- YOUR INSTRUCTIONS -
Lay out the lines below as a Markdown table with two columns, "Row" and "Line". Put each line's number in the first column and the line itself in the second, skipping any blank lines.

- SUPPLIED ENTRIES -
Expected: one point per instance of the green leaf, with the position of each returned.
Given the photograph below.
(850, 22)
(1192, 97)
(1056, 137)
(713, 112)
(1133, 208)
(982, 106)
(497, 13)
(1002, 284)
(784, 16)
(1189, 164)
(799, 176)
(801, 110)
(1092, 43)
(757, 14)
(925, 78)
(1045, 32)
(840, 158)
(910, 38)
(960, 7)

- FINAL ANSWER -
| Row | Line |
|---|---|
| 1 | Expected: one point per instance of the green leaf, with the position of each returned. |
| 2 | Given the photograph below. |
| 3 | (850, 22) |
| 4 | (1192, 97) |
| 5 | (1056, 137) |
| 6 | (713, 112) |
| 7 | (1133, 208) |
| 8 | (982, 106) |
| 9 | (497, 13) |
| 10 | (1002, 284) |
| 11 | (784, 16) |
| 12 | (1189, 164) |
| 13 | (799, 176) |
| 14 | (801, 110) |
| 15 | (1092, 43) |
| 16 | (757, 14) |
| 17 | (925, 78) |
| 18 | (1045, 32) |
| 19 | (840, 158) |
| 20 | (910, 38) |
| 21 | (960, 7) |